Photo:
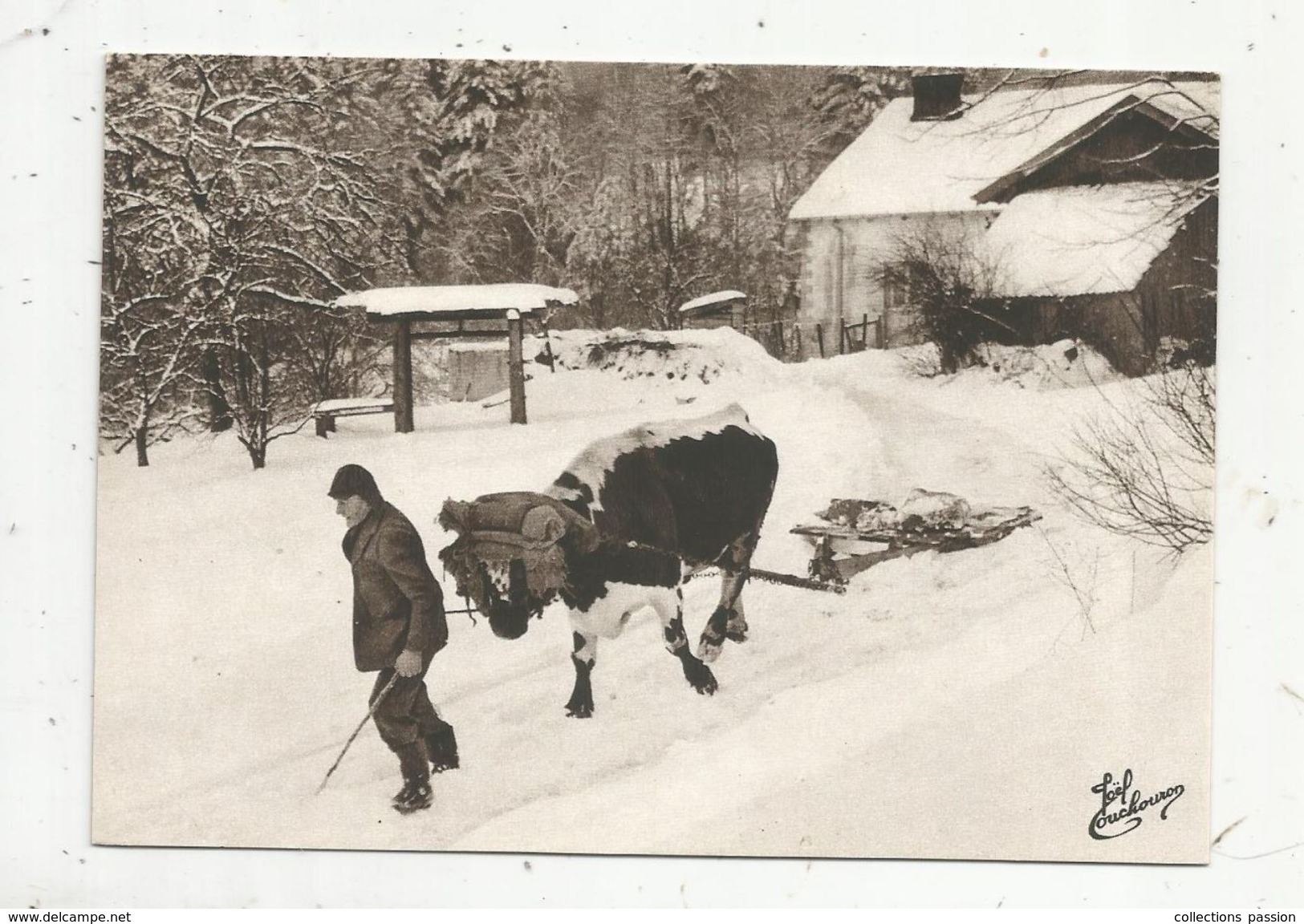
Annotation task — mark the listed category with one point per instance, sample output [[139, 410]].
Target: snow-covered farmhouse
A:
[[1084, 210]]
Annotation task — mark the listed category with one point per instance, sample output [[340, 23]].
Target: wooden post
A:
[[515, 368], [403, 377]]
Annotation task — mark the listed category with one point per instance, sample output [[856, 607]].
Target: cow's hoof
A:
[[709, 650], [701, 677]]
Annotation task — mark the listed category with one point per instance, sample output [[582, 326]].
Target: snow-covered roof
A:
[[900, 167], [1084, 240], [525, 298], [709, 300]]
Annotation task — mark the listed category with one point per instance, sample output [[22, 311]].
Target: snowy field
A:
[[955, 705]]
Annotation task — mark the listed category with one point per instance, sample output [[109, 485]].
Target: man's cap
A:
[[355, 481]]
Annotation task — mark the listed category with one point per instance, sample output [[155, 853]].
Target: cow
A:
[[617, 532]]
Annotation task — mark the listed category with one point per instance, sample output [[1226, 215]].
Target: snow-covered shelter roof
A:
[[1084, 240], [900, 167], [453, 300], [705, 302]]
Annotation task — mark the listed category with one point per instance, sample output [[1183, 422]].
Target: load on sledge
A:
[[855, 534]]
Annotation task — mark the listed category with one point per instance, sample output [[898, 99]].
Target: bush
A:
[[1147, 471]]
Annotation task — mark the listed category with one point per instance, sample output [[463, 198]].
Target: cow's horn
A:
[[542, 524]]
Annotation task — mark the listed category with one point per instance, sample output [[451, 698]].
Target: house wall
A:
[[841, 281]]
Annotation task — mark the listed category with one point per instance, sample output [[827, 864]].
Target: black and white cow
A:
[[630, 515]]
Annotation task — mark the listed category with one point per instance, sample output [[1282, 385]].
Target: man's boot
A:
[[441, 746], [415, 794]]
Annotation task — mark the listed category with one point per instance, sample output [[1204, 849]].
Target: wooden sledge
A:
[[843, 550]]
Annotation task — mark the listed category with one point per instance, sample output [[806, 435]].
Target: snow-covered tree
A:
[[262, 166]]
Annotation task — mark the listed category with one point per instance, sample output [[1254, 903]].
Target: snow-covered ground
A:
[[955, 705]]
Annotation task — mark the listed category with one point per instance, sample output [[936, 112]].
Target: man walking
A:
[[398, 627]]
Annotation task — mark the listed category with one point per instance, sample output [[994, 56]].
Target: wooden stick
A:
[[371, 711]]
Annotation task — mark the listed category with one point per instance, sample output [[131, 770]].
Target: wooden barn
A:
[[1088, 210]]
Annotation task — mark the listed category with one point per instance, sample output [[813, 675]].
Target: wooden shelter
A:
[[457, 312], [719, 309]]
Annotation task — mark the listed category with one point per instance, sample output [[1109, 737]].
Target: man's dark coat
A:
[[396, 602]]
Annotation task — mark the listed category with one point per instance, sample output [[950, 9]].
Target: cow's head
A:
[[509, 565]]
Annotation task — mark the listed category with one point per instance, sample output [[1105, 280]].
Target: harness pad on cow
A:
[[496, 529]]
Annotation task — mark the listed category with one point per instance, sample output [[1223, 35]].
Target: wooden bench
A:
[[327, 412]]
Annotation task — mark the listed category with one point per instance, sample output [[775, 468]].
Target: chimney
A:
[[936, 97]]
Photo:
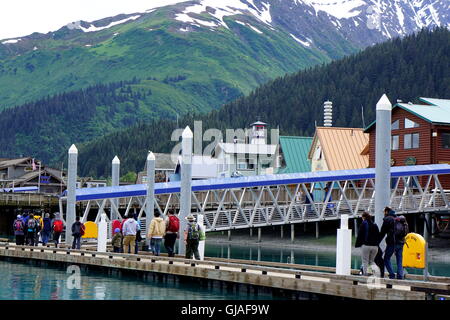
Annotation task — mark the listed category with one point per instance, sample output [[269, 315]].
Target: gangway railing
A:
[[237, 203]]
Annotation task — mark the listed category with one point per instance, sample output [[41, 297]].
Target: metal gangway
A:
[[270, 200]]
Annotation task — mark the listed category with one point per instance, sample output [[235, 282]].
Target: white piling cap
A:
[[187, 133], [151, 156], [384, 103], [73, 149]]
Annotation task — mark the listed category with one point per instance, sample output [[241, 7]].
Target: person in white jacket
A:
[[156, 233]]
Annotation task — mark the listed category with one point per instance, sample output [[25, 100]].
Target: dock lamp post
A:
[[115, 182], [150, 190], [71, 192], [382, 158], [186, 184]]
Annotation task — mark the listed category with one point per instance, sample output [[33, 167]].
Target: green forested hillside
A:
[[418, 65]]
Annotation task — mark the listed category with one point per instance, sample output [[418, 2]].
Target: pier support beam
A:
[[201, 244], [344, 248], [186, 184], [115, 181], [102, 234], [150, 203], [317, 230], [71, 192], [382, 158], [426, 236]]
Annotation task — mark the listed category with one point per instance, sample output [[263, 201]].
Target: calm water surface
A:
[[29, 282]]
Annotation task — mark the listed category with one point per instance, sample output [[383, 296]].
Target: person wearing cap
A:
[[116, 241], [46, 229], [18, 227], [192, 238]]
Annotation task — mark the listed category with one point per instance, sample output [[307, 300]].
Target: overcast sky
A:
[[23, 17]]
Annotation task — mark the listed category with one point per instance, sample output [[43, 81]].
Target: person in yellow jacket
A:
[[156, 233]]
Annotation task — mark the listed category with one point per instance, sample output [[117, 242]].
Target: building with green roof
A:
[[294, 154]]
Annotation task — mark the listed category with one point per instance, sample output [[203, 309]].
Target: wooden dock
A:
[[287, 277]]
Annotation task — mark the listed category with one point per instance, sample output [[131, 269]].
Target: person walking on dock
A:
[[395, 229], [192, 238], [46, 229], [156, 233], [368, 239], [129, 229], [116, 241], [138, 234], [19, 231], [77, 232], [172, 232], [58, 227], [31, 230]]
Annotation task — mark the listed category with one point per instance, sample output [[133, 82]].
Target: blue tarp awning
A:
[[19, 189], [85, 194]]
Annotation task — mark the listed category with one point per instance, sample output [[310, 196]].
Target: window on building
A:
[[411, 141], [446, 140], [395, 125], [395, 142], [410, 124]]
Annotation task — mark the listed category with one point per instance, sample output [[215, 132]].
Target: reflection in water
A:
[[302, 256], [20, 281]]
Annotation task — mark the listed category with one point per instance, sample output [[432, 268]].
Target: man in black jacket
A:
[[394, 244], [368, 239]]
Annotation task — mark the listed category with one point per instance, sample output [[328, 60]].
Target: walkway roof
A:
[[85, 194]]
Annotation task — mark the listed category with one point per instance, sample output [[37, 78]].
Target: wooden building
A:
[[420, 134]]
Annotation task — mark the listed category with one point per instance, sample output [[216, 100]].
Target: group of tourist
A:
[[28, 228], [395, 228], [126, 235]]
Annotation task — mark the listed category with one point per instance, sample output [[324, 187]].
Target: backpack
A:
[[31, 225], [58, 226], [400, 228], [194, 232], [174, 224], [18, 226]]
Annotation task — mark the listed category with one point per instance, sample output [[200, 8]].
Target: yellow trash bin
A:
[[414, 251], [91, 230]]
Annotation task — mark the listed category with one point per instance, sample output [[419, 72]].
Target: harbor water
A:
[[29, 281]]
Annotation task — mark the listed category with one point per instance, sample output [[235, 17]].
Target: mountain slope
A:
[[152, 44], [418, 65]]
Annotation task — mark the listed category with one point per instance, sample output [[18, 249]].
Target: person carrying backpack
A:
[[46, 229], [58, 228], [31, 230], [172, 233], [156, 233], [19, 227], [38, 229], [395, 229], [192, 238], [77, 232], [368, 239]]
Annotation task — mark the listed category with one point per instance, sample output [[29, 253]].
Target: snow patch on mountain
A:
[[12, 41], [225, 8], [93, 28], [304, 43], [336, 8]]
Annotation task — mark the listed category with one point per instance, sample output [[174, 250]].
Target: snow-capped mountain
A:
[[363, 22]]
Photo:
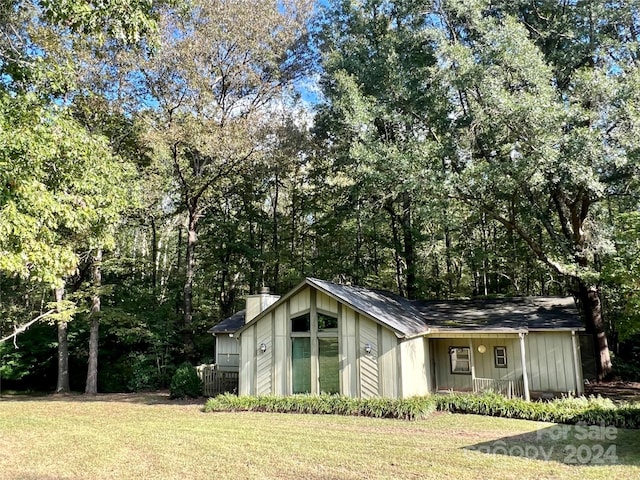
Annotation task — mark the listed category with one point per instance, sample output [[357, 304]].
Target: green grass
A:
[[149, 437]]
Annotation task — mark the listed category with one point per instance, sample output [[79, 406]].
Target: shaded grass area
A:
[[116, 437]]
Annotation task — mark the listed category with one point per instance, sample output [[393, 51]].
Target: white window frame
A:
[[460, 360], [500, 357]]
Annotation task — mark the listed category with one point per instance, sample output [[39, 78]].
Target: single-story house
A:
[[227, 347], [358, 342]]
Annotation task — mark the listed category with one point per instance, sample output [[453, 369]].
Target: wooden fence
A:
[[508, 388], [215, 382]]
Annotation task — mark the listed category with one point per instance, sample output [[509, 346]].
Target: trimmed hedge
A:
[[569, 410], [409, 409]]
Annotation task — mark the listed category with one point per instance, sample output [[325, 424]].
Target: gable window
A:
[[301, 323], [460, 360], [500, 356], [327, 323]]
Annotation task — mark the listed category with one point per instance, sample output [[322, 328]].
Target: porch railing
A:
[[216, 381], [508, 388]]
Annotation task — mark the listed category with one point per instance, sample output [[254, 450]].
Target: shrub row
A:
[[570, 410], [409, 409]]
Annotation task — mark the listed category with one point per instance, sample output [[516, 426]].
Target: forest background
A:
[[161, 160]]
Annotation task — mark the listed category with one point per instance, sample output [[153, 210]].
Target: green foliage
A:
[[409, 409], [570, 410], [185, 382], [125, 20]]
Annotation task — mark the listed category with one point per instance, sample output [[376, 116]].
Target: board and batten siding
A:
[[281, 350], [349, 371], [484, 363], [369, 372], [246, 383], [300, 302], [416, 370], [362, 374], [549, 355], [264, 360], [550, 362]]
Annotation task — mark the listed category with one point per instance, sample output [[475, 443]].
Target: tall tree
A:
[[220, 67], [540, 96]]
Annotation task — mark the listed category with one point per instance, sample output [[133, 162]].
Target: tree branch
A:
[[23, 328]]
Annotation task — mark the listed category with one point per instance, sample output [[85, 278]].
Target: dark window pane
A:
[[327, 322], [329, 365], [301, 364], [301, 323]]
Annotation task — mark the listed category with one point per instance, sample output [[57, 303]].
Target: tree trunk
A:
[[187, 292], [409, 247], [155, 257], [590, 302], [63, 351], [91, 387], [397, 247]]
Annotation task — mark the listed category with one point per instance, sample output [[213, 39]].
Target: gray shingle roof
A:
[[529, 313], [409, 318], [396, 312]]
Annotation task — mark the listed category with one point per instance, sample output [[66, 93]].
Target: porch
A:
[[473, 362]]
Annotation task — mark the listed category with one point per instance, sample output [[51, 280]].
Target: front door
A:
[[328, 365]]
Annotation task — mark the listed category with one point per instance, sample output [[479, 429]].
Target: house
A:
[[358, 342]]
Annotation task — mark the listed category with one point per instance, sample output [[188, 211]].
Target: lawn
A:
[[150, 437]]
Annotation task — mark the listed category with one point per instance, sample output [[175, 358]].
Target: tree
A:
[[54, 172], [217, 72], [544, 133]]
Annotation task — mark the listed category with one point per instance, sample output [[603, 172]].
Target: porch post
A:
[[576, 363], [525, 377]]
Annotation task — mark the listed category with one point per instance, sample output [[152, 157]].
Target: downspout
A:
[[576, 363], [523, 359]]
━━━━━━━━━━
Pictures stay out; output the lines from the top of the listing above through the line containing "output [[463, 198]].", exactly as they stand.

EXERCISE SOLUTION:
Photo:
Annotation task — mark the listed category with one point per instance, sample output [[139, 410]].
Target: snow-covered farmhouse
A:
[[1084, 210]]
Annotation task — mark the listed category with one point per instance, sample output [[340, 23]].
Target: wooden post
A:
[[515, 368], [403, 377]]
Annotation task — mark the listed category with one point per instance, sample output [[856, 607]].
Target: cow's hoof
A:
[[709, 650], [701, 677]]
Annotation task — mark the listed category with one point per instance, sample output [[582, 326]].
Target: snow-covered roof
A:
[[900, 167], [1084, 240], [525, 298], [709, 300]]
Annotation task — mark the listed category with one point per instance, sample output [[22, 311]].
Target: snowy field
A:
[[955, 705]]
Annotation task — mark the listed category with one point per instance, sample output [[109, 485]].
Target: man's cap
A:
[[355, 481]]
Annotation task — mark the listed category with one point per instance, sample output [[155, 853]].
Target: cow
A:
[[617, 532]]
Annotation task — mark the listed category with one point per instance, sample output [[1226, 215]].
Target: snow-covered shelter roof
A:
[[1084, 240], [900, 167], [453, 300], [705, 302]]
Annotation task — mark the listed category with one point per instance, sample output [[1183, 422]].
Target: load on sledge
A:
[[855, 534]]
Annotation task — mark the listed category with one point per instance, sample output [[898, 99]].
Target: bush
A:
[[1147, 471]]
Annotation task — mark the listed category with one point per instance, sample output [[463, 198]].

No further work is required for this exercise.